* What needs to be done *
Type the entries again, word for word.

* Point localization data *
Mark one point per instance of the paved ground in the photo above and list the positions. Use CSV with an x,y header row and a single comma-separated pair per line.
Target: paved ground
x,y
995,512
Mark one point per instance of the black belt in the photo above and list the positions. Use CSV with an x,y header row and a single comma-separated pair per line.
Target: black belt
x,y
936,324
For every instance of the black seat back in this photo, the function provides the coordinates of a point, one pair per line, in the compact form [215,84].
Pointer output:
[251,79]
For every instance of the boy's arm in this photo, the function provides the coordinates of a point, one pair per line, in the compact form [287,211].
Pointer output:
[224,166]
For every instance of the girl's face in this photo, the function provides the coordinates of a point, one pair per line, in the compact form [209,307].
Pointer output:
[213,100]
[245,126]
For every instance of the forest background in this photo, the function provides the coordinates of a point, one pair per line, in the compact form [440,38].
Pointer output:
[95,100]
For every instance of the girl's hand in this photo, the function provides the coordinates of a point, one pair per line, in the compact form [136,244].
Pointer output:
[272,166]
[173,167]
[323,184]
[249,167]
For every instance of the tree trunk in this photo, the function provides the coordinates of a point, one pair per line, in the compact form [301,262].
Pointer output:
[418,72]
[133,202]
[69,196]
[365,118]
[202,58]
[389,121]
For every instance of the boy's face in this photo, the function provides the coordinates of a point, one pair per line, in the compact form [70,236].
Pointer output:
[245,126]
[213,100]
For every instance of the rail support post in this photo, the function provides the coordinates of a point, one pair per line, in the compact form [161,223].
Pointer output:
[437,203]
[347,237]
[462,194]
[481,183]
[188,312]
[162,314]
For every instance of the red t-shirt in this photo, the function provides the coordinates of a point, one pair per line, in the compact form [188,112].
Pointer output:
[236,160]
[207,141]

* Worked solution *
Mark one point per instance of the paved ground in the photo above and list the positions. Use CSV with an x,y header row and a single comma-separated pair per line.
Target: paved ground
x,y
995,512
Mark one point per instance of the black belt in the photo above and list the positions. Use CSV with an x,y header row and a single comma-separated pair per line.
Target: black belt
x,y
936,324
For every instance of the black seat back in this photo, the function provides the coordinates of a point, one pair per line, in the compact form [215,84].
Pointer output:
[251,79]
For every instance of the boy's arm in this photo, the function provides the coordinates of a point, one pair per line, in the compact form [287,211].
Pointer output:
[224,166]
For every instance of the girl's face in this photo, the function provides the coordinates of a point, one pair per line, in the compact form [209,307].
Pointer output:
[213,100]
[245,126]
For every instance of the forest background in this photo, the function provides the coordinates of a point, one pair per line, in the compact form [440,38].
Pointer output:
[95,100]
For every instance of the girl's hand in this photo, the function provides the coordinates of a point, one pair per line, in the compact form [136,244].
Pointer output:
[272,166]
[173,167]
[323,184]
[249,167]
For every instance of the tree trunk in this photo, the function provides the coordinates of a point, one pair per line, in the compact form [301,262].
Pointer output:
[418,72]
[133,202]
[69,196]
[365,118]
[202,58]
[389,121]
For every instance of the boy's face in this photo, the function provides the coordinates of a point, one pair per line, in the compact form [70,236].
Pointer output:
[245,126]
[213,100]
For every instance of the rail support post in this photo, the function provides the coordinates of a point, one pair per line, in the compact form [161,223].
Pointer output:
[437,203]
[347,237]
[462,194]
[481,183]
[188,312]
[162,314]
For every instance of the red t-shirt in this photo, the function provides the coordinates of a point, one pair per line, in the compact form [188,112].
Pointer output:
[236,160]
[207,141]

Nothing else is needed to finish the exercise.